» Stated task:
Write each record again exactly as it stands.

» Record set:
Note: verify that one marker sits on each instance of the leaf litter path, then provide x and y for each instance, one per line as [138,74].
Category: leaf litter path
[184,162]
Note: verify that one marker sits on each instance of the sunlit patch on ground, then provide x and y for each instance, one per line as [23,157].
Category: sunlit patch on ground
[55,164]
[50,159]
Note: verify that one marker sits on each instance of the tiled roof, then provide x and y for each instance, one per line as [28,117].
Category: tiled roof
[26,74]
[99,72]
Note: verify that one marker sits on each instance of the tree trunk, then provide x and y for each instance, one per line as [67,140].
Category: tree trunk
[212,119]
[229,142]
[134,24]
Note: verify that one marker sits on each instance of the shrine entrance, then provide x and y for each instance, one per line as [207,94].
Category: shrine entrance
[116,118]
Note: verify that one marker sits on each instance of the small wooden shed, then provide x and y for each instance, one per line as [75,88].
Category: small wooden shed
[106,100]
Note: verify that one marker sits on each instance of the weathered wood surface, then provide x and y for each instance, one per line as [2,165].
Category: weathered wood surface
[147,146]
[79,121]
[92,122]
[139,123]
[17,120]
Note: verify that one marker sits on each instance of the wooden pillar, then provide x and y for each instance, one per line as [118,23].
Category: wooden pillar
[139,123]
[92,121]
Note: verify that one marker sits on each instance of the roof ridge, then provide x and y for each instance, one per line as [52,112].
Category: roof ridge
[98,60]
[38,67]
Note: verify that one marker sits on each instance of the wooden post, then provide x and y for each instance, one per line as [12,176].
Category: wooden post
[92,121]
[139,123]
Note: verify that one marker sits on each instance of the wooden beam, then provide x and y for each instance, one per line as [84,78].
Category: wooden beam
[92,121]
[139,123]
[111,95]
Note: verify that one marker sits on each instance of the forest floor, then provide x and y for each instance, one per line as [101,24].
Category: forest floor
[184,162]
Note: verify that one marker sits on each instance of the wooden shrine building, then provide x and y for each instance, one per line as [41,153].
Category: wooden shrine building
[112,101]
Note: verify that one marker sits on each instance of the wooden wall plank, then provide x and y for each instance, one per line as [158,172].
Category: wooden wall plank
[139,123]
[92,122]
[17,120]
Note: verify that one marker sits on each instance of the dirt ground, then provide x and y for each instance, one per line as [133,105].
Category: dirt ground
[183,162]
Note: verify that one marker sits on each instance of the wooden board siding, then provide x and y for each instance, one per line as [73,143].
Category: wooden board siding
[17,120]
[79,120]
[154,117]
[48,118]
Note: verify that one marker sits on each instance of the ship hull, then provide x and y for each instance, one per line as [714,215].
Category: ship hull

» Full response:
Note: verify that one marker sits on each instance of the leaf litter path, then provide x and y for each instance, one per line as [138,74].
Category: leaf litter path
[184,162]
Note: verify that one marker sits on each instance of the sunlit patch on ground, then provide x and y for each instance, one per line as [23,157].
Category: sunlit patch on ground
[55,164]
[50,159]
Note: verify that one marker sits on each instance of the tiled roof, then provide x and y for each instance, one per line as [28,117].
Category: tiled roof
[26,74]
[99,72]
Note: verify that one marker sits on each instance of the tree trunk, then provide x and y for each instance, one per line as [67,140].
Category: tree trunk
[212,119]
[229,142]
[134,24]
Note: verify that one marker sits on each instance of the shrine entrance, then provide x and y for each instance, one per line as [207,94].
Category: shrine entrance
[116,118]
Note: verify that one marker sits on each instance of the small wooden shed, then provide x and y for each instance, one per line as [75,88].
Category: small wooden shed
[106,100]
Note: verify that one marker sits on each instance of the weathered wood surface, then provide x and y for each instance, one per line as [2,165].
Category: weathered wood surface
[147,146]
[79,121]
[92,122]
[139,123]
[17,120]
Note: verify that one marker sits on each instance of the wooden pillar, then provide x and y for each instance, one per line as [118,23].
Category: wooden pillar
[139,123]
[92,121]
Note: verify that one marker sits on each instance of the roof ridge, then provide x and y for each instance, one per line as [52,112].
Category: roof ridge
[98,60]
[38,67]
Note: verify that one marker sits on each instance of the wooden post, then provide x and y for each instance, one per line as [12,176].
Category: wooden post
[92,121]
[139,123]
Note: verify that one marker sits on each instance of the wooden beam, then provide x and y for each instance, one per line as [84,78].
Category: wooden beam
[92,121]
[139,123]
[111,95]
Note: verify that one marker sits on each instance of the forest floor, then provide x and y for each instance, one per line as [101,24].
Category: forest floor
[184,162]
Note: verify that one marker sits on each instance of the wooden shrine building, then provide x and y for each instance, one per line as [41,153].
Category: wooden shrine building
[112,101]
Note: verify that one marker sits on each instance of the wooden wall plank, then provide x and y for each instance, one per line as [158,172].
Category: wooden wall plank
[139,123]
[92,122]
[17,120]
Note: verify that one marker sits on each instance of the dirt ground, then provide x and y for each instance, one per line as [133,105].
Category: dirt ground
[183,162]
Note: verify that one marker sits on each instance of the wooden board siding, then provide x and y for each instance, one per line as [73,143].
Category: wooden board siding
[17,120]
[79,120]
[154,117]
[48,118]
Note: verify that one marker sits on each instance of the ship hull, then provide x and y for each instance, one per line as [714,215].
Category: ship hull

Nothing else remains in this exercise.